> [Exercise description]:
Give back the full material, exactly as it reads.

________________________

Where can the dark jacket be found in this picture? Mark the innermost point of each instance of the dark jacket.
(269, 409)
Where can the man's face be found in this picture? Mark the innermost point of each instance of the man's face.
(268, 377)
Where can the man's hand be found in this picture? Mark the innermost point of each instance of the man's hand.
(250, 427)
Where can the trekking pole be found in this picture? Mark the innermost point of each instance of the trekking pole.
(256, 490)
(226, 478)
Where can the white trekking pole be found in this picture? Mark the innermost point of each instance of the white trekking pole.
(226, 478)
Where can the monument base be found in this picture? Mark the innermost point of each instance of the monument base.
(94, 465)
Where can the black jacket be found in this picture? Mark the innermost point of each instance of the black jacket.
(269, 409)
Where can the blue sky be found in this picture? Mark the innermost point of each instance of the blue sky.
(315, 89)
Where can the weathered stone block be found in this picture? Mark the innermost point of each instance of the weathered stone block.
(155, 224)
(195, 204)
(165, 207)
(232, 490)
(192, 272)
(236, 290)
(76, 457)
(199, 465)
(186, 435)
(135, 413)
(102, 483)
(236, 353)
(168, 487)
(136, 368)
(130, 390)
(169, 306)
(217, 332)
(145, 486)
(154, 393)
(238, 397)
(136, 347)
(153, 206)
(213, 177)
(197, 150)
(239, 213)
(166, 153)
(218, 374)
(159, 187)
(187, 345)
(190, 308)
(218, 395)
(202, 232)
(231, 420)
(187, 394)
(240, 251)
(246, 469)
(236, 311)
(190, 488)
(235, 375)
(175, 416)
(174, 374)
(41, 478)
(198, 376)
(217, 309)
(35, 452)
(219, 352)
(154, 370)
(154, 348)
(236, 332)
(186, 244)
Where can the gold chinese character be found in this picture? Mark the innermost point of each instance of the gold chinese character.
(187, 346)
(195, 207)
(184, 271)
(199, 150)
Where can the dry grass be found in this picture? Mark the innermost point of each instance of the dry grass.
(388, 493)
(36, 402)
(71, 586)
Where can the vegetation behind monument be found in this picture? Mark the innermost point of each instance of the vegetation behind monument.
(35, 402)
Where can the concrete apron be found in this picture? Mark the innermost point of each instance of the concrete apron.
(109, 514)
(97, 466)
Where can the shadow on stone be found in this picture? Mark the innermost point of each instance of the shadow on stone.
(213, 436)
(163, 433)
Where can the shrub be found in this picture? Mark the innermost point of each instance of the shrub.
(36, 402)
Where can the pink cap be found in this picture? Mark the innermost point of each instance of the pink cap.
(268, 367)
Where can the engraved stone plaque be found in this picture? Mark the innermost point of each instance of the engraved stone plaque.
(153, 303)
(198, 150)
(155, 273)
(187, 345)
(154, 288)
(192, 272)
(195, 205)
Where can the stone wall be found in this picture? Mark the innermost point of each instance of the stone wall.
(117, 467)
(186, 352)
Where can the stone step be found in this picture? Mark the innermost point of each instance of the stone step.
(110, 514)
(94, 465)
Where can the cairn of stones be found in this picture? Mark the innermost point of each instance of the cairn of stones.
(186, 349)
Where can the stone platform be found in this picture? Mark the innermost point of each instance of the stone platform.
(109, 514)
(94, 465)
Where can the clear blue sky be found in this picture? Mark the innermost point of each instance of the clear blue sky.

________________________

> [Result]:
Where can the dark jacket be found in this picture? Mark the innermost point of each instance of the dark jacket.
(269, 409)
Where can the man's face be found in this picture? Mark the innermost point of each instance of the man's face.
(268, 377)
Where can the man's hand be found in this picture? Mark the innermost point of each instance of the man's hand.
(250, 427)
Where can the trekking pole be found in this picture? Mark the innermost point of each instance of the trekking pole.
(256, 490)
(226, 478)
Where can the white trekking pole be found in this picture? Mark the innermost point of each instance of the white trekking pole.
(226, 478)
Where can the monument base be found in this picture? Mark the innermost point of each instance of the monument base.
(94, 465)
Where can the black jacket be found in this picture? Mark the innermost point of each instance of the black jacket.
(269, 409)
Where can the blue sky be found in this picture? Mark the innermost point of each instance of the blue sky.
(315, 89)
Where can the weathered stone block be found in this picture? Mark the innermost point of each instance of the weathered stone block.
(155, 224)
(195, 204)
(165, 207)
(232, 490)
(192, 272)
(236, 290)
(76, 457)
(199, 465)
(186, 435)
(135, 413)
(102, 483)
(236, 353)
(168, 487)
(136, 368)
(130, 390)
(169, 306)
(217, 332)
(145, 486)
(154, 393)
(238, 397)
(136, 347)
(153, 206)
(213, 177)
(197, 150)
(239, 213)
(166, 153)
(218, 374)
(159, 187)
(187, 345)
(190, 308)
(218, 395)
(202, 232)
(231, 420)
(187, 394)
(240, 251)
(246, 469)
(236, 311)
(190, 488)
(235, 375)
(175, 416)
(174, 374)
(41, 478)
(198, 376)
(217, 309)
(35, 452)
(219, 352)
(154, 370)
(154, 348)
(236, 332)
(186, 244)
Where can the gold chinese character be found in this picture? Mark the innermost point of each instance of the gold chinese character.
(187, 346)
(195, 207)
(184, 271)
(199, 150)
Where can the dry grass be found in this picture? Mark the innermost point of each instance of the dry grass.
(388, 493)
(36, 402)
(71, 586)
Where can the vegetation behind monument be found in this picture? Mark the innermost point of each instance of the vegetation behind monument.
(35, 402)
Where can the concrete apron be found in this picture? Mark the innermost point of each instance of the concrete apron.
(109, 514)
(97, 466)
Where can the shadow on stone be found in this picture? Mark the innermost point of each instance of the shadow on stone.
(213, 436)
(163, 433)
Where can the shrub be found in this picture? Mark the innermost point of each instance of the shrub.
(36, 402)
Where can the pink cap be found in this picture? Mark the innermost point of each instance of the pink cap.
(268, 367)
Where can the engraved stone plaque be found in this picture? Mark the innermost point of each instance of the engraved stone plaque.
(153, 303)
(198, 150)
(155, 273)
(187, 345)
(154, 288)
(192, 272)
(195, 205)
Where can the stone wall be found in this picture? Mark the innermost point of each instance of the stone wall.
(117, 467)
(186, 352)
Where can the stone step be found in this picture? Mark the innermost point of each instance of the stone step.
(110, 514)
(94, 465)
Where can the cairn of stones be found in this picture? Mark the innermost point of each instance of the cairn of stones.
(186, 349)
Where can the stone platform be found in this picture? Mark the innermost point of each instance of the stone platform.
(109, 514)
(94, 465)
Where can the clear blue sky be found in this picture? Mark the innermost point of each instance of the clear blue sky.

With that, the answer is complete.